[CONSIGNE 1]: Dressez la liste de tous les noms géographiques (pays, ville, région) présents dans la source, sans répétition.

[SOURCE]:
== == ==

Pour l’Iran, il est en effet impératif d’afficher rapidement une forte capacité de riposte à un moment où le pays fait face à une contestation sans précédent sur les scènes intérieure et extérieure. Confronté à l’impact économique des sanctions imposées par les États-Unis et aux accusations de nombreux Iraniens selon lesquelles leurs dirigeants consacrent de rares et précieuses ressources à ses ambitions régionales au détriment de sa propre population, le régime doit plus que jamais maintenir sa capacité de dissuasion. Autrement dit, il pourrait être tenté de frapper durement les Américains et leurs partenaires dans le Golfe ou en Israël afin d’envoyer un signal fort à sa population : la République islamique ne se laissera pas intimider et ne renoncera pas à son programme d’expansion régionale.
Cette nécessité dissuasive est tout aussi réelle sur la scène régionale, où Téhéran a jusque-là été en mesure d’avancer ses pions en marge des États arabes en exploitant leurs systèmes politiques dysfonctionnels tout en se tenant plus ou moins à l’écart de la mêlée. Cela lui a donné une grande capacité de nuisance sur le terrain, mais a également inquiété les gouvernements arabes qui ont vu l’émergence de milices pro-iraniennes échappant à leur contrôle.

== == ==

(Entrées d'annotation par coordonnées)
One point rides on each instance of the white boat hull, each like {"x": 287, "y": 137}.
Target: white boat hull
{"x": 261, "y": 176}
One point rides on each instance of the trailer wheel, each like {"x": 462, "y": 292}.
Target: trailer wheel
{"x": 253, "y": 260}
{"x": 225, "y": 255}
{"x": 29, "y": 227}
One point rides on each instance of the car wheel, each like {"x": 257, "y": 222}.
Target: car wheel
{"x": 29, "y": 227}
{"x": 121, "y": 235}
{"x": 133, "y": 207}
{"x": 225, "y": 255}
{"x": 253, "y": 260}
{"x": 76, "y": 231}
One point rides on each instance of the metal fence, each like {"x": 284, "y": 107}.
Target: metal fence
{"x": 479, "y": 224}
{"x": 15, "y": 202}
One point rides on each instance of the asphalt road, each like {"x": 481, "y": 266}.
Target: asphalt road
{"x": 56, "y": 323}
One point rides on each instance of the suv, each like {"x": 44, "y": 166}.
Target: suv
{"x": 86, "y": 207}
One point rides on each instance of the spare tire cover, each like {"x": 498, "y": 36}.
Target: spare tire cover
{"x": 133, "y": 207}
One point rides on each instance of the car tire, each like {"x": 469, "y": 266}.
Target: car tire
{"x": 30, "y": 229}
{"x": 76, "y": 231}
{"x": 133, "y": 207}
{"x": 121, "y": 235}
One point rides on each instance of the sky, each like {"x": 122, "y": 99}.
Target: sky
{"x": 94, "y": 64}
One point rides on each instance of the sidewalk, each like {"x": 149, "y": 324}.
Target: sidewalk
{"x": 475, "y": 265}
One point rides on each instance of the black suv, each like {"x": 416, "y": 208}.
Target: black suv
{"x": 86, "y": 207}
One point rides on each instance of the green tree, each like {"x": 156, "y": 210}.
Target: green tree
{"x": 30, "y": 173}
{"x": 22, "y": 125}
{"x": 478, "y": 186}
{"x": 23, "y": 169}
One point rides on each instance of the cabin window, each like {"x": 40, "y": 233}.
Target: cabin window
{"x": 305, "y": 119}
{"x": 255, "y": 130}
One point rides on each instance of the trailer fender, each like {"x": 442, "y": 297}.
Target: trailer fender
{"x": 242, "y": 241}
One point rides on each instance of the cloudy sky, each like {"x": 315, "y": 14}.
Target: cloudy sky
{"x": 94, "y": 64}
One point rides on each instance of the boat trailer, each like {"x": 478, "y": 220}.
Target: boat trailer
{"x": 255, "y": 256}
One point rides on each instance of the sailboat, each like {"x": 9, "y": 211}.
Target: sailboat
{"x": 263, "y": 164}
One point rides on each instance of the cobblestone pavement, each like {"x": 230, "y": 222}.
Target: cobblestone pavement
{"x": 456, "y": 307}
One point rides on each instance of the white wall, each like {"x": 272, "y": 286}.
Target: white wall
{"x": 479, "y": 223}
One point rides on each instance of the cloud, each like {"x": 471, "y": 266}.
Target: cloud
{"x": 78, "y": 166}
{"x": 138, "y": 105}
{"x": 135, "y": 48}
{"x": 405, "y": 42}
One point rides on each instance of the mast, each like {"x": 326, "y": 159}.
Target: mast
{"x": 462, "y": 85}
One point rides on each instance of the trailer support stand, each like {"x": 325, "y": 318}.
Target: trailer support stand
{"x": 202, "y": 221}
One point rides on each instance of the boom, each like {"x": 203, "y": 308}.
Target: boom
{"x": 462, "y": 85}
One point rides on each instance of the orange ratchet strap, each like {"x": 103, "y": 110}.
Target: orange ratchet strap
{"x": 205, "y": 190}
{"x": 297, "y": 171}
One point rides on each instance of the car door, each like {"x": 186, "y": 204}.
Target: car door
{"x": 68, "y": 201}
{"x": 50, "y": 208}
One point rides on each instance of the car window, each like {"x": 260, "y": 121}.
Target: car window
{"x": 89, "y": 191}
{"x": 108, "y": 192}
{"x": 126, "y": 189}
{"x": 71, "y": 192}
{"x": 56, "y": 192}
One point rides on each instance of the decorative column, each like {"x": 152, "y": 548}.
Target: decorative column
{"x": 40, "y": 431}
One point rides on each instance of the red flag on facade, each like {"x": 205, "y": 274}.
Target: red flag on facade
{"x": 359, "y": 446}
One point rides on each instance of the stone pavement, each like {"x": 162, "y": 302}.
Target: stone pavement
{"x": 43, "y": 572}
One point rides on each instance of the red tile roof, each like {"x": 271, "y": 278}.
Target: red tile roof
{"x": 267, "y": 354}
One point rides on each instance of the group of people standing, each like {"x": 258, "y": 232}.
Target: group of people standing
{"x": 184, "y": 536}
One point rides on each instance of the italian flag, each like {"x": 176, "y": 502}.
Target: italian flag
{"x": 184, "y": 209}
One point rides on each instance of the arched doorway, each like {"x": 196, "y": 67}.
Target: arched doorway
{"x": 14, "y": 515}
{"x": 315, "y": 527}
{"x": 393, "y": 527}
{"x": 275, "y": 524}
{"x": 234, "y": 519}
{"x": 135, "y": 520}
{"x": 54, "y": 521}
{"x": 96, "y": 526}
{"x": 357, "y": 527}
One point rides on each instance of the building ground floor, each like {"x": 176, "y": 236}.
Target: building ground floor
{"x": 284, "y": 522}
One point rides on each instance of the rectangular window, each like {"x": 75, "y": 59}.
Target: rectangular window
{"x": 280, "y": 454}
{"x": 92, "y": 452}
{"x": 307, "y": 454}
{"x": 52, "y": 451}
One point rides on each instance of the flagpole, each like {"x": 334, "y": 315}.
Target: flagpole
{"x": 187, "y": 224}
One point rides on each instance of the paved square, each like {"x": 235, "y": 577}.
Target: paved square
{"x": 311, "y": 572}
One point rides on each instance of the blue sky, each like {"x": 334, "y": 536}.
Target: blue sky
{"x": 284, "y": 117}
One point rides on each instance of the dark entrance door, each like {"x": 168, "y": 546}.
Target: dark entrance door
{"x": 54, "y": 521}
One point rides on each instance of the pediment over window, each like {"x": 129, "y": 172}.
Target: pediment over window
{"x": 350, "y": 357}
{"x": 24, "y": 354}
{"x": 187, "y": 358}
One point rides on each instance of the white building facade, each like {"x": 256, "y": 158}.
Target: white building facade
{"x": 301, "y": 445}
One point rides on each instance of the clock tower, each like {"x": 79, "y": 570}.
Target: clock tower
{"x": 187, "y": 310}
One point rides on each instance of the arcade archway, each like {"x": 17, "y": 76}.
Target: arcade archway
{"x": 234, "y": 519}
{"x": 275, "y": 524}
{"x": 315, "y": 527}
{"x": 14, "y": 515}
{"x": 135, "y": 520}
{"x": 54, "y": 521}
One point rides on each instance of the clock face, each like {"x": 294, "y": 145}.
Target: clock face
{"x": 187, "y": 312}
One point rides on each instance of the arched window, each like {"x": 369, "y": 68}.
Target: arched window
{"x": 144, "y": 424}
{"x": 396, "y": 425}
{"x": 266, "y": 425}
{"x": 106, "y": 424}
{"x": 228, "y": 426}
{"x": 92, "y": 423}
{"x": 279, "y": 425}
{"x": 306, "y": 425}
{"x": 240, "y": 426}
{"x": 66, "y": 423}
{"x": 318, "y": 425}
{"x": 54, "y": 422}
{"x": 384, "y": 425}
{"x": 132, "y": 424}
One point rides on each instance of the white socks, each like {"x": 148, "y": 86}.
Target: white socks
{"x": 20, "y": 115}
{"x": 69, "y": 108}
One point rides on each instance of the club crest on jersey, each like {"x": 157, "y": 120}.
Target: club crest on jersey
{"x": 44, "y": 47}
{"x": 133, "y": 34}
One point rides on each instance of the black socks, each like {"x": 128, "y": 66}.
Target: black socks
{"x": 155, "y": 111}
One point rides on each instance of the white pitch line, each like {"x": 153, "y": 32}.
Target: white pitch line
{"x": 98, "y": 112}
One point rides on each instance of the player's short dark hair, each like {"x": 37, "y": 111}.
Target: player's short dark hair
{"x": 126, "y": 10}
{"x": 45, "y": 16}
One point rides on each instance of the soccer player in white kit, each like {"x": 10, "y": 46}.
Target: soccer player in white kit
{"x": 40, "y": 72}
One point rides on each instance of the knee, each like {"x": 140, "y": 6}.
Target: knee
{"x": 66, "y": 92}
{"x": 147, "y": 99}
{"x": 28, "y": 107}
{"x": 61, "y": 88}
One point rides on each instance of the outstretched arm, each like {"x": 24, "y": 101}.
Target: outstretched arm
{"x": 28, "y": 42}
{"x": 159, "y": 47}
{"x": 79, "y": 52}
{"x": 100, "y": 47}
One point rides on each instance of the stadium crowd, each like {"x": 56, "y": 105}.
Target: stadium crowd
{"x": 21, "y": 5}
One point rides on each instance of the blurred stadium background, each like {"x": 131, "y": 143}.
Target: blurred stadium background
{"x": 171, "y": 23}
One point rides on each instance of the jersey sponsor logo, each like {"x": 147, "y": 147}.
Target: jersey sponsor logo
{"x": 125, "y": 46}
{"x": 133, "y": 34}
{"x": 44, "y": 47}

== == ==

[CONSIGNE 2]: Repérez chaque ligne des enregistrements contenant le mot "line" et recopiez-la intégralement.

[RÉPONSE RÉDIGÉE 1]: Iran, États-Unis, Golfe, Israël, Téhéran

[RÉPONSE RÉDIGÉE 2]:
One point rides on each instance of the white pitch line, each like {"x": 153, "y": 32}.
Target: white pitch line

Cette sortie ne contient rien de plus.